____ AUSGANGSDOKUMENT

Fischer seziert das Singspiel und lässt die konventionellen Handlungselemente wie Zitate quasi neben der eigentlichen (psychologischen) Handlung spielen. Im abstrakt geometrischen, in mehrere Ebenen gestaffelten Bühnenraum von Herbert Schäfer, der fast wie ein Kerker wirkt (nur durch eine Art Fenster im Fluchpunkt kann man Himmel sehen), wird durch die Projektion von Wüste respektive palmenbestandener Oase gelegentlich so etwas wie Barocktheater angedeutet – aber nur, um die eigentliche Abstraktion umso deutlicher hervorzuheben. In der Beleuchtung von Manfred Voss entstehen dabei immer wieder frappierende Bildwirkungen; am eindringlichsten vielleicht – und an dieser Stelle fast überzogen – wenn Konstanze zu Beginn der "Martern"-Arie im Stil einer Pieta ihre "eigene" Puppe im Arm trägt. Und die Figuren erhalten in diesem Kontext eine Radikalität, als seien sie nicht von Christoph Friedrich Betzner oder Johann Gottlieb Stephanie dem Jüngeren, sondern von Max Frisch. Allerdings kann neben der Konstanze nur Natalie Karl als gar nicht so harmloses Blondchen das auch musikalisch umsetzen; Johannes Preißinger (Pedrillo) und Reinhard Dorn (Osmin) singen zwar zuverlässig, aber eben auch in recht konventioneller Singspielmanier.

________

**AUFGABE:**
Zitieren Sie den Text über die Inszenierung des Singspiels vollständig und wortgetreu.

____ VORLIEGENDE DATENSÄTZE

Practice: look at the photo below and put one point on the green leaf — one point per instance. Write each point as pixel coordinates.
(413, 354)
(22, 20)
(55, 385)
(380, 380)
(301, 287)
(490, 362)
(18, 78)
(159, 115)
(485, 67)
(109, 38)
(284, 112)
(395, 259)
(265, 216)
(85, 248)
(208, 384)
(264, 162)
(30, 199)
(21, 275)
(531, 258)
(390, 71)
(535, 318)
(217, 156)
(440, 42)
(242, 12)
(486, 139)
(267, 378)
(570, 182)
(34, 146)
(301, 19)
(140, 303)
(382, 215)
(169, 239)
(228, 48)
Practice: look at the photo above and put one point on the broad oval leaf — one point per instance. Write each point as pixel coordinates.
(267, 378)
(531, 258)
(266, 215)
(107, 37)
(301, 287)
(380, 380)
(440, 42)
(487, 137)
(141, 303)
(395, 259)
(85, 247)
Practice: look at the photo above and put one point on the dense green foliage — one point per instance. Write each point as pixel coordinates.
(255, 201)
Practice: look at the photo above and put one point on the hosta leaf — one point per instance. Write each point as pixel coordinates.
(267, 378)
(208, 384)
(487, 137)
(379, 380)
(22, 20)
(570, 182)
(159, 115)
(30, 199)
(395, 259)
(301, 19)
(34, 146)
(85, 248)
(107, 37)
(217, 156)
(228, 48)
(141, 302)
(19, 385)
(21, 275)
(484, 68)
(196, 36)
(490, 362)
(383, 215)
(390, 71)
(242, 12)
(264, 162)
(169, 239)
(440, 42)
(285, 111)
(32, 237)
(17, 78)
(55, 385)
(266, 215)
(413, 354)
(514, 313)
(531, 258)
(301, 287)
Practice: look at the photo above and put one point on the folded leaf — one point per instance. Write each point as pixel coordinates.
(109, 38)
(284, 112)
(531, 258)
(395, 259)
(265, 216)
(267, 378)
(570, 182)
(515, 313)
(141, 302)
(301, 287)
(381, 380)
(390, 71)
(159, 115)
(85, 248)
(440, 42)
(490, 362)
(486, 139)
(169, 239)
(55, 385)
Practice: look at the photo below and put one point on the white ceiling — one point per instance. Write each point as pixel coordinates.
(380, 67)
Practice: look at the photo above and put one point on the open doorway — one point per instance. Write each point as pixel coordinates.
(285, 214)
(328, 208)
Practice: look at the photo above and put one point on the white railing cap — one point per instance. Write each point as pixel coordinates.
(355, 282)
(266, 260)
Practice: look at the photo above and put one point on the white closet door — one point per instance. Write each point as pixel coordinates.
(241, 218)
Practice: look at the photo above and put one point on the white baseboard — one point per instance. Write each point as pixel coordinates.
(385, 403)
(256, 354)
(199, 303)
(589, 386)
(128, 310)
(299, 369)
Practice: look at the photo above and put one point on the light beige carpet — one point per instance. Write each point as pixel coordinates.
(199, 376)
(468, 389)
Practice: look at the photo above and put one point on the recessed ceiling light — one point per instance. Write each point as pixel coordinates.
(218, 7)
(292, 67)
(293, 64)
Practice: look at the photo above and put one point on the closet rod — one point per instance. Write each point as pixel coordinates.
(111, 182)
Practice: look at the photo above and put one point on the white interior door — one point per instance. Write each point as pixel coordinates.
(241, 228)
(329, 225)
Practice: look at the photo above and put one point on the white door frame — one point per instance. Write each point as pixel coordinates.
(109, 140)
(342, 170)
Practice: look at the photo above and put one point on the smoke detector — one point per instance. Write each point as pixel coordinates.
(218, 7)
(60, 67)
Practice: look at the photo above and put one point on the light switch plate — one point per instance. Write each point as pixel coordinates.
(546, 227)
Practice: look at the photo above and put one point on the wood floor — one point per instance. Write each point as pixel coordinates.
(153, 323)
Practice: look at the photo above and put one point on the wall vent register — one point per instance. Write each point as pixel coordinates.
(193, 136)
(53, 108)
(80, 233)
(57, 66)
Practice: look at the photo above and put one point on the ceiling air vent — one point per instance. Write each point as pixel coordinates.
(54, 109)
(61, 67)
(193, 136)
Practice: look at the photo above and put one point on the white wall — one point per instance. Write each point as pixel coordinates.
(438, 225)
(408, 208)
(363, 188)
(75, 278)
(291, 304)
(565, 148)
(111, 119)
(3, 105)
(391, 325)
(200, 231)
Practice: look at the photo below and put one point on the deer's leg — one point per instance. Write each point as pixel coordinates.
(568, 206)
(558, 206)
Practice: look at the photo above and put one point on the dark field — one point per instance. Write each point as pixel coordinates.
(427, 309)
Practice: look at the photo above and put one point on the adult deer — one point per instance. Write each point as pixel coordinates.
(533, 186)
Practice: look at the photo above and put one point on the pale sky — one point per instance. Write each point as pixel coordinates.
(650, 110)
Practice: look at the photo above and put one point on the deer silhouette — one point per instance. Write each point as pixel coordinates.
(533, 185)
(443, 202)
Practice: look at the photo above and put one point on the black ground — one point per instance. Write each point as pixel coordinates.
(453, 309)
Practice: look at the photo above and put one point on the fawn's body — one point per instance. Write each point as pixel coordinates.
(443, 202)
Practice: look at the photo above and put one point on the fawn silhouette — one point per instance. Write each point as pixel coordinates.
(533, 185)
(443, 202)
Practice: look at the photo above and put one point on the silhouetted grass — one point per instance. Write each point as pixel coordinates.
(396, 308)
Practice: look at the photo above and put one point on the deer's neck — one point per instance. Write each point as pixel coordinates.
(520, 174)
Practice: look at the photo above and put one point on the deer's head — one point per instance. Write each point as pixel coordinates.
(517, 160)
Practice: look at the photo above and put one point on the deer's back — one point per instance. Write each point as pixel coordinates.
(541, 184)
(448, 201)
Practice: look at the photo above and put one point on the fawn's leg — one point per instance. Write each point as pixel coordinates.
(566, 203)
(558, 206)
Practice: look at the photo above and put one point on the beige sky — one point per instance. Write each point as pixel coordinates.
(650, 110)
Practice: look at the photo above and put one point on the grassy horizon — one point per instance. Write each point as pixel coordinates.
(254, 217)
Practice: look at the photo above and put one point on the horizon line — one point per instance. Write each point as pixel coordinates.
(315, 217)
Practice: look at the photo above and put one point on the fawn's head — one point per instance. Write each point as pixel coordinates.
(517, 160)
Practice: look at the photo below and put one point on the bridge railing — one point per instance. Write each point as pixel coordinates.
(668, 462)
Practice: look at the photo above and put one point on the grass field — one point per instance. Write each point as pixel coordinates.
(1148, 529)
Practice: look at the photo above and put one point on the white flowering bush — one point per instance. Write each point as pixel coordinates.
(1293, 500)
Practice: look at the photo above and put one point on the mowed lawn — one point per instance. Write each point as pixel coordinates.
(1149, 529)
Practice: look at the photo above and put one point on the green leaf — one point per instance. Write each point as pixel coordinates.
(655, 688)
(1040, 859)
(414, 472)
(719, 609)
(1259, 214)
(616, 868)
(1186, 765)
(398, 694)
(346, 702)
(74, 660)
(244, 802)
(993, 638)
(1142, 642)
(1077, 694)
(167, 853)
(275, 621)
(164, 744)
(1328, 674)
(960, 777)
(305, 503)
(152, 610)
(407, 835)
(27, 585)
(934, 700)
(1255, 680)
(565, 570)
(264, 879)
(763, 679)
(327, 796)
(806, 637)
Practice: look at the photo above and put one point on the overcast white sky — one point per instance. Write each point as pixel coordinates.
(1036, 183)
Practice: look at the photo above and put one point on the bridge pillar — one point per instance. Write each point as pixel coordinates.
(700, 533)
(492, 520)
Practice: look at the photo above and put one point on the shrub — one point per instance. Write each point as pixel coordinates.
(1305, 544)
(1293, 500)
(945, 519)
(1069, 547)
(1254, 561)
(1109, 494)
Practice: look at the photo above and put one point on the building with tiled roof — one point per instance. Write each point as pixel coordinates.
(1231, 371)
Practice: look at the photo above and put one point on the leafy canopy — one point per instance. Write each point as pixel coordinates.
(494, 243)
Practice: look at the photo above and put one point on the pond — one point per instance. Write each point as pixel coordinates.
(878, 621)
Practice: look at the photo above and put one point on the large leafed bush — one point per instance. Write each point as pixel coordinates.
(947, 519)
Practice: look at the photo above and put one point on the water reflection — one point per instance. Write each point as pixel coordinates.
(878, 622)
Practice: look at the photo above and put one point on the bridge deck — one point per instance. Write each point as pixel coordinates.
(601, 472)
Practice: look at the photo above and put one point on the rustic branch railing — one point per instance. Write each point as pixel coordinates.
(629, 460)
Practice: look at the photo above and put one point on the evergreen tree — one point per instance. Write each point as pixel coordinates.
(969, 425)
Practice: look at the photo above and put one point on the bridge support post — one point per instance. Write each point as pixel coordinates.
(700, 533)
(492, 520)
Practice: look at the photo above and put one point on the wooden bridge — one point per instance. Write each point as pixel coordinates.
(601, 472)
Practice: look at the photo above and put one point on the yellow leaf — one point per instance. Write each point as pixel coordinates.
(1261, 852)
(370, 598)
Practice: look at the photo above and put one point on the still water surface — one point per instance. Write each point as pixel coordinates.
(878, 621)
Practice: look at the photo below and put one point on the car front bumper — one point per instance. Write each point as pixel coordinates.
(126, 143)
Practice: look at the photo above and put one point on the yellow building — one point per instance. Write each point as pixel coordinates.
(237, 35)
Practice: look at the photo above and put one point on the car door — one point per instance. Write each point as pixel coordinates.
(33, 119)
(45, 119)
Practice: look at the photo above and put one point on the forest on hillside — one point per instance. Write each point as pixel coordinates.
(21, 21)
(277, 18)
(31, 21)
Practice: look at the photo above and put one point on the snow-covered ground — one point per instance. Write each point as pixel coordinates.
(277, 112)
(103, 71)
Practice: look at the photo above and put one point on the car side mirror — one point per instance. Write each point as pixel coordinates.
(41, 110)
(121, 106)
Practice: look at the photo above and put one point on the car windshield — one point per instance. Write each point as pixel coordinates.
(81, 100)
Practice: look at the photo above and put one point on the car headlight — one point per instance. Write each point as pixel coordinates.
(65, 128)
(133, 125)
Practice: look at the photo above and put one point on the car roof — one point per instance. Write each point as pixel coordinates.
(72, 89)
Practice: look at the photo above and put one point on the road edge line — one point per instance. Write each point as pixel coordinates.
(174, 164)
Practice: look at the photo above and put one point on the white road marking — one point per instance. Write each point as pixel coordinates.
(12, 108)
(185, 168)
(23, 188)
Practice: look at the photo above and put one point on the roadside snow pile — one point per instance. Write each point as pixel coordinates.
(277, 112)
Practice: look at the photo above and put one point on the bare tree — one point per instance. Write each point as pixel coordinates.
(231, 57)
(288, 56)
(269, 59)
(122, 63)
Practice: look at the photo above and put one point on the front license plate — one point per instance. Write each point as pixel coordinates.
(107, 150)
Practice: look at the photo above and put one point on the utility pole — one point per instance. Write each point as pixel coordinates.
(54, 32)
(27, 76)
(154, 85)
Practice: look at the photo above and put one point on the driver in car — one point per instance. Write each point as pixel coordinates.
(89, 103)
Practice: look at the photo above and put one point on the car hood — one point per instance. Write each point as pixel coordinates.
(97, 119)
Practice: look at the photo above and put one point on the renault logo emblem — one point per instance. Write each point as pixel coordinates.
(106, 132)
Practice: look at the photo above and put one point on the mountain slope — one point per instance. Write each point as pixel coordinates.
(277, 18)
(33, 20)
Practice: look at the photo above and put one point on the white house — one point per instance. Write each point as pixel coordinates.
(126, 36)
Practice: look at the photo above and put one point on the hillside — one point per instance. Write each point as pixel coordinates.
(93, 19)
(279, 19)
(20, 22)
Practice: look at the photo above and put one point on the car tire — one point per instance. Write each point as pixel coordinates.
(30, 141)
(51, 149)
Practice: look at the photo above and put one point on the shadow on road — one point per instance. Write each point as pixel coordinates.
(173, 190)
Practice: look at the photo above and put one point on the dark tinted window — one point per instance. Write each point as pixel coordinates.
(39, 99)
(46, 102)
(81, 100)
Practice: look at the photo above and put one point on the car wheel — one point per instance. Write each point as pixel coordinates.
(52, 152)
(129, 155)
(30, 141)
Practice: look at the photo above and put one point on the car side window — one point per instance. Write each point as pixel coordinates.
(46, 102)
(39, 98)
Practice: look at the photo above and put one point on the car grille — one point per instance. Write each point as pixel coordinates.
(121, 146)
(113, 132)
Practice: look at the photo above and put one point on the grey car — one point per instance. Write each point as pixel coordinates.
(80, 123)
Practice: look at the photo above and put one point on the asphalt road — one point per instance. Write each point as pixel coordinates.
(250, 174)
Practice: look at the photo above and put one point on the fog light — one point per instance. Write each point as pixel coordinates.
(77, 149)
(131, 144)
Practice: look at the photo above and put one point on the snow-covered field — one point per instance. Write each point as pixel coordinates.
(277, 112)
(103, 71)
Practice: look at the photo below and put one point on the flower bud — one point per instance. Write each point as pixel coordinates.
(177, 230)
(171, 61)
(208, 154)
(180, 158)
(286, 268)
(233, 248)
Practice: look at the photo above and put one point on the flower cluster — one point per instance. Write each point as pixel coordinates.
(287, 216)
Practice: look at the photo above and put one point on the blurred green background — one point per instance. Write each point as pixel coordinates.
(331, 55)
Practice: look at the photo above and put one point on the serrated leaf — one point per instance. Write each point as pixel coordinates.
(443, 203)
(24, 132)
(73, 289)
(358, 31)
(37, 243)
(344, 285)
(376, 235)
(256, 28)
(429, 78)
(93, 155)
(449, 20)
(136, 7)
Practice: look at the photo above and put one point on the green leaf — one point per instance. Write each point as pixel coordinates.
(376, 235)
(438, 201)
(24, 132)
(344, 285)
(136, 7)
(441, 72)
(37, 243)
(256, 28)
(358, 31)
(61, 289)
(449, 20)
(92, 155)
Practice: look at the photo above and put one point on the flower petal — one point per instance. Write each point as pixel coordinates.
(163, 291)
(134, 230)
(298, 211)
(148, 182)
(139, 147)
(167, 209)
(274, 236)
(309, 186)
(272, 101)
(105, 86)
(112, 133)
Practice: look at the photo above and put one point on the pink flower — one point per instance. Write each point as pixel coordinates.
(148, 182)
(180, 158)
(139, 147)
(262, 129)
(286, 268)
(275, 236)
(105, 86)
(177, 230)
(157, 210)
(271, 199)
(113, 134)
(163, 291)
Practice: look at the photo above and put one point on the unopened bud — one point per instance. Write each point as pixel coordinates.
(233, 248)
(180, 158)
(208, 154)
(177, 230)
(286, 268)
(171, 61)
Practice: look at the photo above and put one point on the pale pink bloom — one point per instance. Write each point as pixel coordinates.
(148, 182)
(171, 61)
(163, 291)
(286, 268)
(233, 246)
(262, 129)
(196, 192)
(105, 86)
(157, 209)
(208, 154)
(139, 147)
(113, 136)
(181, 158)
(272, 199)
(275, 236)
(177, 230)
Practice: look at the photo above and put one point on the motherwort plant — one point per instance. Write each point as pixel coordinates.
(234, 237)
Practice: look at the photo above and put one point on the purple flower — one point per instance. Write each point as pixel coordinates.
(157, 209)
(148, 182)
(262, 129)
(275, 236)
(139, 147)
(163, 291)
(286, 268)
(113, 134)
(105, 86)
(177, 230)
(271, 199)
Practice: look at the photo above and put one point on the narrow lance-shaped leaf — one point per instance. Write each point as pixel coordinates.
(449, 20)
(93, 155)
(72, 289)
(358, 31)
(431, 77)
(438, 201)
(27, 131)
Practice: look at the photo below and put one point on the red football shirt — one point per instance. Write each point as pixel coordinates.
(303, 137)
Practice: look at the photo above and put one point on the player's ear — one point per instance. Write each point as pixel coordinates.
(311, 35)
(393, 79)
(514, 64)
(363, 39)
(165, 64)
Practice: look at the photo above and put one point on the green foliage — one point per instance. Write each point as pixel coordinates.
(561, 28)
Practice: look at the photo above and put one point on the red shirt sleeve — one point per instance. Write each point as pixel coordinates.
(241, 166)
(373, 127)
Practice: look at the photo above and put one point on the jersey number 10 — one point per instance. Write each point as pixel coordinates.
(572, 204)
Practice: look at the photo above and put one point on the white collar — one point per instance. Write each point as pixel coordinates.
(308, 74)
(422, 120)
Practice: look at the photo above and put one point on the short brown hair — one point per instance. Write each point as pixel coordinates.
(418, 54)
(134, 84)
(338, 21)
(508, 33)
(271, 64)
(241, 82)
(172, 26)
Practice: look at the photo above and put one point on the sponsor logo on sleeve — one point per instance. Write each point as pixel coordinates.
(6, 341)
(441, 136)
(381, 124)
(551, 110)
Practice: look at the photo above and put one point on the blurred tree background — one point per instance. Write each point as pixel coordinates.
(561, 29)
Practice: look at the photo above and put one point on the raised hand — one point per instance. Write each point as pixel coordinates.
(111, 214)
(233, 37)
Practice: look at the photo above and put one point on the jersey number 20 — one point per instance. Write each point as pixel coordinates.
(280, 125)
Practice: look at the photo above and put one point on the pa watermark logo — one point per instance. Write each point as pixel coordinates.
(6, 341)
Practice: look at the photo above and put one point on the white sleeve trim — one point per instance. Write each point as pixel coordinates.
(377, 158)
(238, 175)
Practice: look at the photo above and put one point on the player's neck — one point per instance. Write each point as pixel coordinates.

________

**ÜBUNGSERGEBNIS:**
Fischer seziert das Singspiel und lässt die konventionellen Handlungselemente wie Zitate quasi neben der eigentlichen (psychologischen) Handlung spielen. Im abstrakt geometrischen, in mehrere Ebenen gestaffelten Bühnenraum von Herbert Schäfer, der fast wie ein Kerker wirkt (nur durch eine Art Fenster im Fluchpunkt kann man Himmel sehen), wird durch die Projektion von Wüste respektive palmenbestandener Oase gelegentlich so etwas wie Barocktheater angedeutet – aber nur, um die eigentliche Abstraktion umso deutlicher hervorzuheben. In der Beleuchtung von Manfred Voss entstehen dabei immer wieder frappierende Bildwirkungen; am eindringlichsten vielleicht – und an dieser Stelle fast überzogen – wenn Konstanze zu Beginn der "Martern"-Arie im Stil einer Pieta ihre "eigene" Puppe im Arm trägt. Und die Figuren erhalten in diesem Kontext eine Radikalität, als seien sie nicht von Christoph Friedrich Betzner oder Johann Gottlieb Stephanie dem Jüngeren, sondern von Max Frisch. Allerdings kann neben der Konstanze nur Natalie Karl als gar nicht so harmloses Blondchen das auch musikalisch umsetzen; Johannes Preißinger (Pedrillo) und Reinhard Dorn (Osmin) singen zwar zuverlässig, aber eben auch in recht konventioneller Singspielmanier.